◆ Task directions ◆
Transcribe the stretch of entries below from the line with "Target: tower crane" through the line with "Target: dark ground", exactly and with both ends included; leave out all other lines.

◆ Data records ◆
┏━━

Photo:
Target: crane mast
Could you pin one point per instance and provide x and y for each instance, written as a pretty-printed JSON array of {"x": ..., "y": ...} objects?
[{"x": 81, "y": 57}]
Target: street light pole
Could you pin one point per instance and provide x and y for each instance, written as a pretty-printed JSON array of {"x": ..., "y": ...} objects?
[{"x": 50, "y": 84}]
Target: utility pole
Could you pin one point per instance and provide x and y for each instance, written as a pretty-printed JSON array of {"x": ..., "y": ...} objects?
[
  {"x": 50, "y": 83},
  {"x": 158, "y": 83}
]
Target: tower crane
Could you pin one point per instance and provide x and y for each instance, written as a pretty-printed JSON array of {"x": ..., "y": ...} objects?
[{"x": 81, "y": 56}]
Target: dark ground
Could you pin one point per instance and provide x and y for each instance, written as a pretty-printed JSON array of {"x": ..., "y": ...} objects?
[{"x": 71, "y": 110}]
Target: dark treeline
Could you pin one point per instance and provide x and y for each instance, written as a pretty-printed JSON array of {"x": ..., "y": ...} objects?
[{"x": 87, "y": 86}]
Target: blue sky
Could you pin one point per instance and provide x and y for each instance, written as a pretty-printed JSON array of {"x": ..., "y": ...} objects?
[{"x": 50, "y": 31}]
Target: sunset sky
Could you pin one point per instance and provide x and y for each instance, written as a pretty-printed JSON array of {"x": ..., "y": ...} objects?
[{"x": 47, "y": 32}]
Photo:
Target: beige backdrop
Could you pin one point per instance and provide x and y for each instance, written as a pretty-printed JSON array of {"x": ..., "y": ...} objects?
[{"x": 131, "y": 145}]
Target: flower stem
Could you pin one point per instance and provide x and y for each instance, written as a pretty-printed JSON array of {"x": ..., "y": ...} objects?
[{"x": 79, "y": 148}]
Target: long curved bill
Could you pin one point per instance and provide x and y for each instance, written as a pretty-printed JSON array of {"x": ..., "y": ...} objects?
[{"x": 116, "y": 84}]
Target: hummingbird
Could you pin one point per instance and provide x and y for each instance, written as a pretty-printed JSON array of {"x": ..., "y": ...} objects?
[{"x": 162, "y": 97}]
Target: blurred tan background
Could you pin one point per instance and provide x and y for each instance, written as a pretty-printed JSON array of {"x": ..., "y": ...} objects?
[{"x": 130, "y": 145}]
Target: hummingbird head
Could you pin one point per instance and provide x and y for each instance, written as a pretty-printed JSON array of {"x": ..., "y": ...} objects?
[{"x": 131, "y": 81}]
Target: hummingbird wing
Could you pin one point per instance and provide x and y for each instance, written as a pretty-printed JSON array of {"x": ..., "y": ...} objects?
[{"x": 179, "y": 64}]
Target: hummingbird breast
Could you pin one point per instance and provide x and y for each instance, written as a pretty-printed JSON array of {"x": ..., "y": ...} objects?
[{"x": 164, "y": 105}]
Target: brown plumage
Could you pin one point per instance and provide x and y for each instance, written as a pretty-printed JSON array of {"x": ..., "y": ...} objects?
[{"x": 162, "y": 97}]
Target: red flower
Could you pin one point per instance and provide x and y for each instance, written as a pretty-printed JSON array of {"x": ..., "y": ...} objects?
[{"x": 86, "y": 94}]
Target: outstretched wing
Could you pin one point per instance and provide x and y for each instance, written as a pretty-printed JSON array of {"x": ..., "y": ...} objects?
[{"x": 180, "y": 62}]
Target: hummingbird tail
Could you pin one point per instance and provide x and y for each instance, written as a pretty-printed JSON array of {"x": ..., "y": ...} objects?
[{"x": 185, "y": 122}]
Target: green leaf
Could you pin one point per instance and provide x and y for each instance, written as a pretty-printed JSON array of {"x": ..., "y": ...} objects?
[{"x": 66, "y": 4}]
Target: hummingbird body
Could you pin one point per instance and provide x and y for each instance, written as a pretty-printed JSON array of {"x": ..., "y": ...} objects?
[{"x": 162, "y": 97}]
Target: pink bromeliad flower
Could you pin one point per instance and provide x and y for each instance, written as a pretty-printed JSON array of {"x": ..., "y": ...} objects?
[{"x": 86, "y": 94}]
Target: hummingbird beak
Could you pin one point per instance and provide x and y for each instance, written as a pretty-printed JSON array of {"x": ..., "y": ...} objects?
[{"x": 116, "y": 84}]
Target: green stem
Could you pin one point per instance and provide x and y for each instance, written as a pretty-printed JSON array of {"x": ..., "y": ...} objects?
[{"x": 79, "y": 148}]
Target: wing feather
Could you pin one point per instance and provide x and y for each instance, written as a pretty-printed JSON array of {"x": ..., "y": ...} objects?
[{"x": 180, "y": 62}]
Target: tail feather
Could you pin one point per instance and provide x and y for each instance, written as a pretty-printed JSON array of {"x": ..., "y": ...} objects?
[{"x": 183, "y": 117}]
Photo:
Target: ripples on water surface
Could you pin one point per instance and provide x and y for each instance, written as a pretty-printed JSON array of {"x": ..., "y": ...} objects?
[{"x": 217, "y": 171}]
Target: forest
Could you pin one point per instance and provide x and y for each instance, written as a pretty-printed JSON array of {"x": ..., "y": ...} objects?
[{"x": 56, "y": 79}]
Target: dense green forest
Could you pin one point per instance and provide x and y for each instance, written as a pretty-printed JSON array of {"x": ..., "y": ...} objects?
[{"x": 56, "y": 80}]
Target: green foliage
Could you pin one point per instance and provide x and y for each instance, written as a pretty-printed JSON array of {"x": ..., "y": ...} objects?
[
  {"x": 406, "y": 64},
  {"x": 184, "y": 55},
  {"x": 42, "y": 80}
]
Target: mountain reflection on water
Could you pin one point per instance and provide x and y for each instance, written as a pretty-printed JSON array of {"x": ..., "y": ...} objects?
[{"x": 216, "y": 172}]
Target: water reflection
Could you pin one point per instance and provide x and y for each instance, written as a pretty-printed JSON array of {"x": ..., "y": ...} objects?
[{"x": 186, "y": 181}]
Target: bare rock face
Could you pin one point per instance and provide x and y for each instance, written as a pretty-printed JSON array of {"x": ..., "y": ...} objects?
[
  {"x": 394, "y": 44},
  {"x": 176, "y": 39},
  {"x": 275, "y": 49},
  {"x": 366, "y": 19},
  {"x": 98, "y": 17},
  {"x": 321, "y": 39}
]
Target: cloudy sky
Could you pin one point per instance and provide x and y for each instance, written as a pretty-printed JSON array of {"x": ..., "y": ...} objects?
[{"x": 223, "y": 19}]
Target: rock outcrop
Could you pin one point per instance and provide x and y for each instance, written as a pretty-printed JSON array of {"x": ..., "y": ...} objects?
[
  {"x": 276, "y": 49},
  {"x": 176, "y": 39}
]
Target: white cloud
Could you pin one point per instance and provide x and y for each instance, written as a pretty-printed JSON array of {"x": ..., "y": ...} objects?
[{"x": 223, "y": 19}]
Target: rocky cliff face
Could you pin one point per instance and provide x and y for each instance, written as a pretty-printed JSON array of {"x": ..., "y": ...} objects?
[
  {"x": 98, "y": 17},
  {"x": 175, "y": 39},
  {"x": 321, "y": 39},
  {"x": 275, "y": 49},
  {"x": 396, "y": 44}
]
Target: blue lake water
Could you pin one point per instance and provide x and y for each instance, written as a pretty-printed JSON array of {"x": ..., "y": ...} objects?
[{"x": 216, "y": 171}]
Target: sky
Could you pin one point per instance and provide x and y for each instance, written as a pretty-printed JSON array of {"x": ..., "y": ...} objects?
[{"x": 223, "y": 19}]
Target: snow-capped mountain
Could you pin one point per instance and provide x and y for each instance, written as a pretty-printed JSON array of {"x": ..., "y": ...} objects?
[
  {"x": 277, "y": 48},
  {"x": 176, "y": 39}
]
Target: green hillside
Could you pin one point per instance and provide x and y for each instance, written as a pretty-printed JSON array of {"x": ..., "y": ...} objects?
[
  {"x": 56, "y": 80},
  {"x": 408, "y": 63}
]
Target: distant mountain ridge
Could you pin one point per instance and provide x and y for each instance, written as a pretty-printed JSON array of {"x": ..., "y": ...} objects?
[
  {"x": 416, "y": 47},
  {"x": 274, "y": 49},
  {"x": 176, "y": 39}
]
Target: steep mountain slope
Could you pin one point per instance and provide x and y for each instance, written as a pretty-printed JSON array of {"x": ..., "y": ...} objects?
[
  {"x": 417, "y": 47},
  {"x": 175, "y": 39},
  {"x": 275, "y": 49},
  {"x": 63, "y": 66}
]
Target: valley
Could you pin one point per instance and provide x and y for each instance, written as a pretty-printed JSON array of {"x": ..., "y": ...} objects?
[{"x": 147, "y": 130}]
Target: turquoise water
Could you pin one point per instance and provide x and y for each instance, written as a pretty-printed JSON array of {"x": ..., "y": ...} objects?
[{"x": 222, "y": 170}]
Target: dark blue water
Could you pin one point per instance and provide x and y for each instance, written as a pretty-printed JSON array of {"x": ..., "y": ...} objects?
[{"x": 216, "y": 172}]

┗━━

◆ Finished exercise ◆
Target: tower crane
Could you pin one point per instance and provide x and y for each instance, written as a pretty-printed JSON array of {"x": ..., "y": ...} objects?
[{"x": 81, "y": 56}]
Target: dark ground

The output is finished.